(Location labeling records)

──────

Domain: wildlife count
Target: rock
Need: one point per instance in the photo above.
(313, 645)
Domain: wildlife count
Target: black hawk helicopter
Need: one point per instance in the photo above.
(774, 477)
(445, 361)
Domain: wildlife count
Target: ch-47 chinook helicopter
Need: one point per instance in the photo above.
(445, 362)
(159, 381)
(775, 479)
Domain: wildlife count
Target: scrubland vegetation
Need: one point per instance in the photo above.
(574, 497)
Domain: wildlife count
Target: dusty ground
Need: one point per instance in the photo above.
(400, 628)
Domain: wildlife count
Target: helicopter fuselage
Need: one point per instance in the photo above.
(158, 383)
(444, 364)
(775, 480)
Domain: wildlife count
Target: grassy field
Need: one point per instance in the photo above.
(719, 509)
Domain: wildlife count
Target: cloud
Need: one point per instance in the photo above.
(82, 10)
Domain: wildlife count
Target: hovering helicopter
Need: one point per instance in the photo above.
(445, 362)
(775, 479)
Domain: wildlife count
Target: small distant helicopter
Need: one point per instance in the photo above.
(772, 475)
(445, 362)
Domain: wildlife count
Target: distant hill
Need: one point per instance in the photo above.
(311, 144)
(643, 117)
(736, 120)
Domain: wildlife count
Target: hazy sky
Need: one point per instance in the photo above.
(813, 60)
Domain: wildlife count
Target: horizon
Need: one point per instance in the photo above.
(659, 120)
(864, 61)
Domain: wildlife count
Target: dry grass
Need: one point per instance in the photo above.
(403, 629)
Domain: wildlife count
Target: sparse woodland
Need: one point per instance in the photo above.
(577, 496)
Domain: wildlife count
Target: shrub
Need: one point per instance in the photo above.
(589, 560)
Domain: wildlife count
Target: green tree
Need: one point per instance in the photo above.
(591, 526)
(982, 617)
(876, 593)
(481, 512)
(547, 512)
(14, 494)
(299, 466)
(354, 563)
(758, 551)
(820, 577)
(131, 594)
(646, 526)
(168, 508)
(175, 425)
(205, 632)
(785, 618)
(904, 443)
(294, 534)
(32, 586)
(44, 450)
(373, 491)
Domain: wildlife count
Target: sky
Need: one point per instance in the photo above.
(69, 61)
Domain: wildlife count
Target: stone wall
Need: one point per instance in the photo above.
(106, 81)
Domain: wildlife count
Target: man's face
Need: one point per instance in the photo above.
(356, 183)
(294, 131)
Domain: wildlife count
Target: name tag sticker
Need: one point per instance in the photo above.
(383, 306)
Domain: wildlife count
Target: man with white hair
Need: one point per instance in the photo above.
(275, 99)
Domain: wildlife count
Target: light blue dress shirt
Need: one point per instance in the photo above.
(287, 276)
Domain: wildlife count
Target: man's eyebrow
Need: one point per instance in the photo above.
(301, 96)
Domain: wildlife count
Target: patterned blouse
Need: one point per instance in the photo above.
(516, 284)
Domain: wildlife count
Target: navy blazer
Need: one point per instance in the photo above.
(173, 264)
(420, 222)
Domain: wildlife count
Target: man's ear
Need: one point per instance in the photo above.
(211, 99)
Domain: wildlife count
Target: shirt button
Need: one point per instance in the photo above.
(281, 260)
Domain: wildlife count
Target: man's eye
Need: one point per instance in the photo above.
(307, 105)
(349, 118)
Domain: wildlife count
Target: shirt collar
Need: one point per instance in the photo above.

──────

State how many lines in the rows above contain the string "distant", with case counting. Give only the number.

2